___ Source document ___

Courage, Conscience, Community and Creativity.
Earlier this year, we in enkel U ran a 6-week course we called Changemaking 101. 15 changemakers and budding changemakers came together in our Vic Park MiniLab every Tuesday night to explore change on a rather deep level. One of the main themes was the relation between changing ourselves and our changemaking capability.
The course was based on the four key values we have in the enkel collective: Courage, Conscience, Community and Creativity.
So instead of basing the series on traditional subjects, we decided to theme the nights Courage, Conscience, Community and Creativity (with Communication and Celebration thrown in to make it six sessions over the six weeks).
Five of the participants were also co-facilitating the events. I co-hosted Creativity (based on my model of Five Types of Creative Thinking) and helped Mike with Courage (which he showed by giving a very personal account of his changemaking journey).
How are our 4 values related?
Over the series I reflected on how these four values are related. When designing the course, we thought about the order of them. Does courage come before creativity? Is community needed for courage? Is conscience required for community? What’s the logical process; which value comes before and after another one? This confused me and I left these thoughts.
But then, as often happens, a few months later I realized that all these four are related to each other not in a process but in a system. Being conditioned to think in a linear fashion, we often start with a linear process, to later take a systems perspective. This is sometimes helpful, sometimes not.
Anyway, I started to draw the system and will here try to outline the relations and links I see between the four values / concepts.
Another insight from the changemaking course was that we all have individual, often different definitions of values, which makes any system like this subjective. So this is my personal interpretation of how these values are interrelated.

___ Supplied records ___

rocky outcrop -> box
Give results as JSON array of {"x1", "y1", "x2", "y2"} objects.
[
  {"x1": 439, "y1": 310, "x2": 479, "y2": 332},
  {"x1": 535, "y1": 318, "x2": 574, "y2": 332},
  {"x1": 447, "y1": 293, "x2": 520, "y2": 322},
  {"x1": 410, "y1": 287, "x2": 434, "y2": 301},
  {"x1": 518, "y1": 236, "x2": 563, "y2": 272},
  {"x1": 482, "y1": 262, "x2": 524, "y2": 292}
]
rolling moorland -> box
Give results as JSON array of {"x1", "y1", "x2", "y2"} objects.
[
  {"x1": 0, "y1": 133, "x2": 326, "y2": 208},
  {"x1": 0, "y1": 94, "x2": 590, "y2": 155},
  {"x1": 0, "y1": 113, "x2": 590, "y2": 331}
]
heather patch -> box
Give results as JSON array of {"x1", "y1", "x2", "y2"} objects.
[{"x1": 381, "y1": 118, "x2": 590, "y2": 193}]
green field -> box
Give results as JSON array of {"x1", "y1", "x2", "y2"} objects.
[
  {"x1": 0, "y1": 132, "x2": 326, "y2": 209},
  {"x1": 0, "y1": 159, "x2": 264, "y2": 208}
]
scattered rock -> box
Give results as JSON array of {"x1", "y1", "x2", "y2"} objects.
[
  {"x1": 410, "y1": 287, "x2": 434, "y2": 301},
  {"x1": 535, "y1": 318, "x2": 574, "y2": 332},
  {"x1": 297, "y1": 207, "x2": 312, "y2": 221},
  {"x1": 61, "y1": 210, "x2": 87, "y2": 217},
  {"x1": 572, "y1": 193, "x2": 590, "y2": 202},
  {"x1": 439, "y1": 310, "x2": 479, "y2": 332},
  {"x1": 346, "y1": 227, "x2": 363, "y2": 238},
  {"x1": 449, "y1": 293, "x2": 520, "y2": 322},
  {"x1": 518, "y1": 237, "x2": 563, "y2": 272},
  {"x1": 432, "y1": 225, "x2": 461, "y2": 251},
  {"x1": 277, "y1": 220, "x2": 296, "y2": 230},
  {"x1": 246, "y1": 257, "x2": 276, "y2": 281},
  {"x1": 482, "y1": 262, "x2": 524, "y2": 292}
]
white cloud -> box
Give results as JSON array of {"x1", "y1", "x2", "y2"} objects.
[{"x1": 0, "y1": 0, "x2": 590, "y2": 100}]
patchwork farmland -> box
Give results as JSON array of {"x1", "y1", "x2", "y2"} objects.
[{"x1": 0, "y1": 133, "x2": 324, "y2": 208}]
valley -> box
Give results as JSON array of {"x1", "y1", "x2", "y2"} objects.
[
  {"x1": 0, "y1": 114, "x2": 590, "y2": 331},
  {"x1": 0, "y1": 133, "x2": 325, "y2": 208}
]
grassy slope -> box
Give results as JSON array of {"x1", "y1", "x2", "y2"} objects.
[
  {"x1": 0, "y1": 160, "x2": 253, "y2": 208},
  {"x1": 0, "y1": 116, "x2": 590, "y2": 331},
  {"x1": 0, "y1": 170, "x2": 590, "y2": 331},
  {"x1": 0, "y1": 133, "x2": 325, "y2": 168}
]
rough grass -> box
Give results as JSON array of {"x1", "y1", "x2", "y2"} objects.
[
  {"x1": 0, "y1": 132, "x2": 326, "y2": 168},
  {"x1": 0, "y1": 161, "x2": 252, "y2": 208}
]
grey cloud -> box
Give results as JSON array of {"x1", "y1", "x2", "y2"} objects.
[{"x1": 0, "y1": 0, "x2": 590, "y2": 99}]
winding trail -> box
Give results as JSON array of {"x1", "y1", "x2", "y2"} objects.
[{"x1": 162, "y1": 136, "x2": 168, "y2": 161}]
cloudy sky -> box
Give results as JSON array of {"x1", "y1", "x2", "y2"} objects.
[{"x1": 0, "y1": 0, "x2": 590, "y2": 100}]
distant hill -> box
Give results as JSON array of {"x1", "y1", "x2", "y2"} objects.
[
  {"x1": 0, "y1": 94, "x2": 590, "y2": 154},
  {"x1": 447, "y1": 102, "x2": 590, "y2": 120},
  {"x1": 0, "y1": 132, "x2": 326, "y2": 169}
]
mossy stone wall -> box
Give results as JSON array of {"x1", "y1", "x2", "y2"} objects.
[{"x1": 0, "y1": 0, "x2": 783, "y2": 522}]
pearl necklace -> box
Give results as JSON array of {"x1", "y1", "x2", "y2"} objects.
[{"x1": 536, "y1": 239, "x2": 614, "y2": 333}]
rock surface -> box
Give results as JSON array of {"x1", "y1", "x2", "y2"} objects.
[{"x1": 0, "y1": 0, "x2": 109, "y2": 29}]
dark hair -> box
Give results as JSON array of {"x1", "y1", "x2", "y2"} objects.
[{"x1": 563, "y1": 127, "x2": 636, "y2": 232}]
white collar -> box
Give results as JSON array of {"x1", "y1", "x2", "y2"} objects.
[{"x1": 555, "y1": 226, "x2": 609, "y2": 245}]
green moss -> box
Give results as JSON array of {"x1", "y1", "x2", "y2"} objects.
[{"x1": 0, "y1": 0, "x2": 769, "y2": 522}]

___

According to the text on the four values, on which night of the week did the Changemaking 101 course meet? The data has no connection to the text about the four values.

Exercise output
Tuesday night.